━━━━━ Quoted passage ━━━━━

Nothin' but Net: Jackson passed the first test

Philadelphia, PA ( - In some situations life throws at us, victory can be claimed by showing up and not falling over.

Other situations require more tact and craft. A person has to be able to work a room, either through charisma or candor.

Phil Jackson needed to handle Tuesday's introductory press conference as new president of the New York Knicks with the necessary aplomb to assuage several different masters.

Mission accomplished.

Jackson had questions to answer for on Tuesday and did a pretty sterling job.

For starters, he handled the easy, logistical stuff solidly.

Jackson has a five-year contract, terms of which were not announced, but safe to say, he'll make more than you.

To the delight of some Soho realtor, Jackson will live in New York. It's too difficult a job to do from his ranch, or from the beach in L.A., plus, living in Manhattan, or wherever, shows a clear signal to the skeptic Knicks fan that he's serious (he'll still have to go to LA for medical appointments and his fiance lives there).

━━━━━ Dataset ━━━━━

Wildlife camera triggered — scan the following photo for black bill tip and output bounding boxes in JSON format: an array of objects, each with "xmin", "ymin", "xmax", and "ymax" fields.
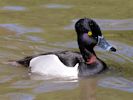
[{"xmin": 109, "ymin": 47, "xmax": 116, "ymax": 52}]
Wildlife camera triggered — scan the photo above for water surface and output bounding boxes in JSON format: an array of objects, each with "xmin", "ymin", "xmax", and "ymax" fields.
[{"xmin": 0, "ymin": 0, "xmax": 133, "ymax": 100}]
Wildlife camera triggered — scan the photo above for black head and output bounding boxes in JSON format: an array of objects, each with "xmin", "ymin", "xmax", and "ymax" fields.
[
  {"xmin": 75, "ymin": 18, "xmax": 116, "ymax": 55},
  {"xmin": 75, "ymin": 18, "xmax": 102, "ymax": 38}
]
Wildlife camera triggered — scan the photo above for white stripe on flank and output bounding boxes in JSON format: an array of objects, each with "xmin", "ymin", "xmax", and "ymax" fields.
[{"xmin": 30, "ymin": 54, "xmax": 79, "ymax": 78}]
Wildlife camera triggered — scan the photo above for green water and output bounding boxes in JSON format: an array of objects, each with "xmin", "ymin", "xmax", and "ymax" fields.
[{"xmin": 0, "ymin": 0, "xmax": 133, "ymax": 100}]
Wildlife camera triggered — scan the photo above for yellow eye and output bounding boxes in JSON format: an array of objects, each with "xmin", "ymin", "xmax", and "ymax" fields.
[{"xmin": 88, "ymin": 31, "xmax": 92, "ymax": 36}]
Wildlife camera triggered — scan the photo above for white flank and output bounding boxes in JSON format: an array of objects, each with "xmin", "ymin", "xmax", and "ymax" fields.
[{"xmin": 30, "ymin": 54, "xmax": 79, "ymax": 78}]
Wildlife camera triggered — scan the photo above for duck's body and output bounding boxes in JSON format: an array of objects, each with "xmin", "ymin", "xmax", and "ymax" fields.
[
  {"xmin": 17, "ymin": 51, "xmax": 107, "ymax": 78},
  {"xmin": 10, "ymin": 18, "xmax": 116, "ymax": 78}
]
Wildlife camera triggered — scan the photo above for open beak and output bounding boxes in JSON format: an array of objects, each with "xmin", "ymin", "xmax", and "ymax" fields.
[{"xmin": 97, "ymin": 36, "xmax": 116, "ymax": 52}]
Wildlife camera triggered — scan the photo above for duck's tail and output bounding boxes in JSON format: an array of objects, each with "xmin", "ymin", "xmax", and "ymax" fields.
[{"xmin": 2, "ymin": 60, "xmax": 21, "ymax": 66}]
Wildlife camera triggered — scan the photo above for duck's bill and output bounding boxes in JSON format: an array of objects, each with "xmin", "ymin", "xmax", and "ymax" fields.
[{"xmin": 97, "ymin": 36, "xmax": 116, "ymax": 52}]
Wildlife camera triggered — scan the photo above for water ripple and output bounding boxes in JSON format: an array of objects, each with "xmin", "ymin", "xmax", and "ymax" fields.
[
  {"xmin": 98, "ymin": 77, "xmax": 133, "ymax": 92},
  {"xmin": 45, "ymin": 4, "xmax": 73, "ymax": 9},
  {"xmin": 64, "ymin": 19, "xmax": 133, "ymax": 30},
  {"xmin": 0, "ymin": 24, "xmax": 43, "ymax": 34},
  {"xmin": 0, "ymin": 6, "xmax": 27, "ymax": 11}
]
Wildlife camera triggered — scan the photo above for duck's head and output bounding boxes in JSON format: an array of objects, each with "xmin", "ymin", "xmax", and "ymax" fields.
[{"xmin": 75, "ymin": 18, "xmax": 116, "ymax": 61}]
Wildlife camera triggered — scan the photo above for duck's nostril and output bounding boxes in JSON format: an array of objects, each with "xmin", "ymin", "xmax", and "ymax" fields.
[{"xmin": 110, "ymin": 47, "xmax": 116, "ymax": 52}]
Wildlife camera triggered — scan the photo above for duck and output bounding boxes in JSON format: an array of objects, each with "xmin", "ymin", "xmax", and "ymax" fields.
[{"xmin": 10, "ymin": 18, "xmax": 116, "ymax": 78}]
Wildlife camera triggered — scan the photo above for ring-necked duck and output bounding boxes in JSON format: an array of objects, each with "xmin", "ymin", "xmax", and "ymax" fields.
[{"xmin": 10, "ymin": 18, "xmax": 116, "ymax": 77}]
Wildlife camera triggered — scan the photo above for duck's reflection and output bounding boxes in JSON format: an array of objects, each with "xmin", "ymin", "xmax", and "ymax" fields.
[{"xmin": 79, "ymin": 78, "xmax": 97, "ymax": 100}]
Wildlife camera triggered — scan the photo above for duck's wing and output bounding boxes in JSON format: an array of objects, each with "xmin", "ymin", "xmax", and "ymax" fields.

━━━━━

Task prompt:
Rewrite the paragraph of the Phil Jackson article that begins "To the delight of some Soho realtor" as a short bulleted list that keeps its main facts.

Final answer:
- Jackson will live in New York.
- The job is too difficult to do from his ranch or from the beach in L.A.
- Living in Manhattan, or wherever, clearly signals to skeptical Knicks fans that he's serious.
- He will still have to go to LA for medical appointments, and his fiance lives there.